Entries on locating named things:
"""

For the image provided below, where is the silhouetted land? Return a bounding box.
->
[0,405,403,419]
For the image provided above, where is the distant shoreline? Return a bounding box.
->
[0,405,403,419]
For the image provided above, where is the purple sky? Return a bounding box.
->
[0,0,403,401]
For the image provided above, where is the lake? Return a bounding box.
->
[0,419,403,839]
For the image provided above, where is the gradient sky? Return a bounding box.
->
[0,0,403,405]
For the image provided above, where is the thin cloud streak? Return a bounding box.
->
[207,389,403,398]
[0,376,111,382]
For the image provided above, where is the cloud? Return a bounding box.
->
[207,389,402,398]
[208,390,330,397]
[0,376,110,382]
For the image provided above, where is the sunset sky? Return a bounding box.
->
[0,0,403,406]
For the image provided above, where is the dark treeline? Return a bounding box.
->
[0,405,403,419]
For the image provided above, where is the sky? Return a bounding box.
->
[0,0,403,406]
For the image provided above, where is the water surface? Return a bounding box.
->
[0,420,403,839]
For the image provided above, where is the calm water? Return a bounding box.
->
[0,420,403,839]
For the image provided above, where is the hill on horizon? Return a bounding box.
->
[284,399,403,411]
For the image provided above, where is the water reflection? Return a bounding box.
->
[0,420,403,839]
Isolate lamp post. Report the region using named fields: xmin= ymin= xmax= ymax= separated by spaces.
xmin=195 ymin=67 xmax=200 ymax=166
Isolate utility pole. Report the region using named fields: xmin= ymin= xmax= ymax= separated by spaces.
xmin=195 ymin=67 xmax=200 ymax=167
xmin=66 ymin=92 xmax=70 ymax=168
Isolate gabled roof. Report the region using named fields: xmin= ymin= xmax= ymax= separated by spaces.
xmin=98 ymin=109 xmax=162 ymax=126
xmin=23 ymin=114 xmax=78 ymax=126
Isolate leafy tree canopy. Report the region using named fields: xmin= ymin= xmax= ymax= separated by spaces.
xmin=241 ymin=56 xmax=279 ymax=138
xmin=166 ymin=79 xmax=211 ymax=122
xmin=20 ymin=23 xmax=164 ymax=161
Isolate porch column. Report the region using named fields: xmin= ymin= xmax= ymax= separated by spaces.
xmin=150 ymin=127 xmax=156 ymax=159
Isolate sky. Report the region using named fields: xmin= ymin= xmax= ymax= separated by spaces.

"""

Can you turn all of the material above into a numbered list, one line per item, with blank lines left out?

1. For the image provided below, where is the silhouetted land? Return a bounding box.
2. ->
3. [0,405,403,419]
4. For the image provided above, where is the distant shoreline? Return a bounding box.
5. ->
6. [0,405,403,419]
7. For the image provided above, where is the purple sky? Return a bounding box.
8. ->
9. [0,0,403,401]
10. For the image provided above, where is the lake? Return a bounding box.
11. ->
12. [0,419,403,839]
13. For the image provided above, where is the gradient sky? Return a bounding box.
14. ->
15. [0,0,403,405]
16. For the image provided above, where is the thin cloud streak? Return a bounding box.
17. ->
18. [207,389,403,398]
19. [0,376,111,382]
20. For the image provided above, where is the cloud? Return a bounding box.
21. ->
22. [207,389,402,398]
23. [208,390,330,397]
24. [0,376,110,382]
25. For the image provided above, where is the sunset sky? Return a bounding box.
26. ->
27. [0,0,403,406]
28. For the image provided above, where is the dark treeline? Return a bounding box.
29. ->
30. [0,405,403,419]
31. For the image provided above, where is the sky? Return a bounding box.
32. ->
33. [0,0,403,406]
34. For the image provided above, where is the water surface? Return a bounding box.
35. ->
36. [0,420,403,839]
37. For the image provided above, where is the calm water? Return a bounding box.
38. ->
39. [0,420,403,839]
40. For the image provided above, where is the hill on horizon? Return a bounding box.
41. ->
42. [284,399,403,411]
43. For the image provided above, where is the water reflection? Return a bounding box.
44. ->
45. [0,420,403,839]
46. Isolate lamp post. Report the region using named fields: xmin= ymin= xmax= ymax= separated by spaces.
47. xmin=195 ymin=67 xmax=200 ymax=166
48. Isolate utility pole. Report the region using named fields: xmin= ymin= xmax= ymax= separated by spaces.
49. xmin=195 ymin=67 xmax=200 ymax=167
50. xmin=66 ymin=92 xmax=70 ymax=168
51. Isolate gabled roof. Report the region using named fields: xmin= ymin= xmax= ymax= separated by spaces.
52. xmin=98 ymin=109 xmax=162 ymax=126
53. xmin=23 ymin=114 xmax=78 ymax=126
54. Isolate leafy tree canopy. Report the region using named fields: xmin= ymin= xmax= ymax= separated by spaces.
55. xmin=241 ymin=56 xmax=279 ymax=138
56. xmin=166 ymin=79 xmax=211 ymax=122
57. xmin=20 ymin=23 xmax=164 ymax=161
58. Isolate porch column. Report the region using named fields: xmin= ymin= xmax= ymax= separated by spaces.
59. xmin=150 ymin=127 xmax=156 ymax=159
60. Isolate sky. Report the region using named fields: xmin= ymin= xmax= ymax= separated by spaces.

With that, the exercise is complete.